• _Description of the task_: Below are records to be copied exactly; their pictures are to be omitted.

Records from a data collection:
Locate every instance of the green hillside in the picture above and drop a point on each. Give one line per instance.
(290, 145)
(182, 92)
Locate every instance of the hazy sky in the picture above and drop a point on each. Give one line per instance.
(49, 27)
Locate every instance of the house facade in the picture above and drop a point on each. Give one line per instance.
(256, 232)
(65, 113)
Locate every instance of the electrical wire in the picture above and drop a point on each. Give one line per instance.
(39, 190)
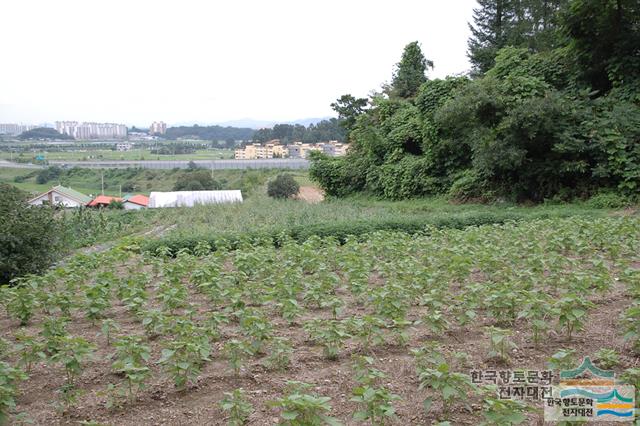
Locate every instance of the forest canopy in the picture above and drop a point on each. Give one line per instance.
(550, 110)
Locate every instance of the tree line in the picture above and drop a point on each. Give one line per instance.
(550, 110)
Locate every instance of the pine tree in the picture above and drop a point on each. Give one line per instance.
(488, 33)
(410, 72)
(530, 24)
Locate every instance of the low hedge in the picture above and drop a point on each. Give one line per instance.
(338, 230)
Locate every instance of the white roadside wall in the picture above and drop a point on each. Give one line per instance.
(192, 198)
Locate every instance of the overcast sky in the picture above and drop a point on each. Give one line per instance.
(136, 61)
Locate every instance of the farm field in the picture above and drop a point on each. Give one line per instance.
(373, 326)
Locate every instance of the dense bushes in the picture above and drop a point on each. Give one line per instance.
(30, 236)
(283, 186)
(557, 123)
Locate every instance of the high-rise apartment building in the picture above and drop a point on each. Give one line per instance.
(158, 128)
(92, 130)
(15, 129)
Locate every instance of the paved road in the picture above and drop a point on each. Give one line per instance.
(5, 163)
(151, 164)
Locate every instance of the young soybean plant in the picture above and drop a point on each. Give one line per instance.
(376, 401)
(236, 404)
(280, 354)
(500, 412)
(500, 342)
(132, 357)
(9, 379)
(236, 352)
(301, 408)
(184, 358)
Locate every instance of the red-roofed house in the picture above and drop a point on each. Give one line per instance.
(103, 201)
(136, 202)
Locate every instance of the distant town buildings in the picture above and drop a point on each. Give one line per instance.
(15, 129)
(124, 146)
(273, 149)
(84, 131)
(158, 128)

• _Written response_:
Locate every instance of the green hillside in the picture above and drop a point on each. Give one line per instance.
(290, 145)
(182, 92)
Locate every instance of the hazy sky in the picture above and drop a point on each. Give one line per instance.
(49, 27)
Locate every instance of the house facade in the picture above and drop a point on each. Give one line per instance.
(256, 232)
(65, 113)
Locate every instance of the electrical wire in the picture above and drop a point on each. Give one line per instance.
(39, 190)
Locate every instance of the forest canopy in the picture above and drop a point on each. Give one line per instance.
(550, 110)
Locate every instance of the tree line in the picture above and drop a point on each. Give one line per instance.
(550, 110)
Locate every instance of the pine tree in the picture above and drop a point on each. Give one line per instance.
(488, 33)
(410, 72)
(530, 24)
Locate every instance of the low hedge in the picture above and drop a point on each. Give one line per instance.
(338, 230)
Locate every instance of the white roadside wall in the picture above and drop a point on each. Give one line per instance.
(192, 198)
Locate every instance of the overcast sky in the picture above and drop a point on each. Give one line per instance.
(136, 61)
Locate every instance of the farm field in the picture above and drop a point on each. Give one line per instance.
(373, 326)
Locate every instance of the dense bushes in the picture above and drop a point on each. Give one line per instance.
(30, 236)
(283, 186)
(557, 123)
Locate every instance of the high-rise apartment building in the picture above and drop a point on each. Give one line per instance.
(158, 128)
(92, 130)
(15, 129)
Locate every instance of the paved road in the picture above and drop a point on each. Give one line per instance.
(5, 163)
(151, 164)
Locate every instance of the young soybean plant in the picture above and drop a point on each. Give one line per instance.
(376, 401)
(236, 404)
(280, 354)
(500, 412)
(500, 342)
(132, 357)
(9, 379)
(236, 352)
(301, 408)
(184, 358)
Locate every instance of the red-roofed house in the picture above and drop a point on each. Give one line per instance.
(103, 201)
(136, 202)
Locate every instance of the distant town buildings in the picture above and drop a point on each. Give one line per instance.
(15, 129)
(124, 146)
(273, 149)
(84, 131)
(158, 128)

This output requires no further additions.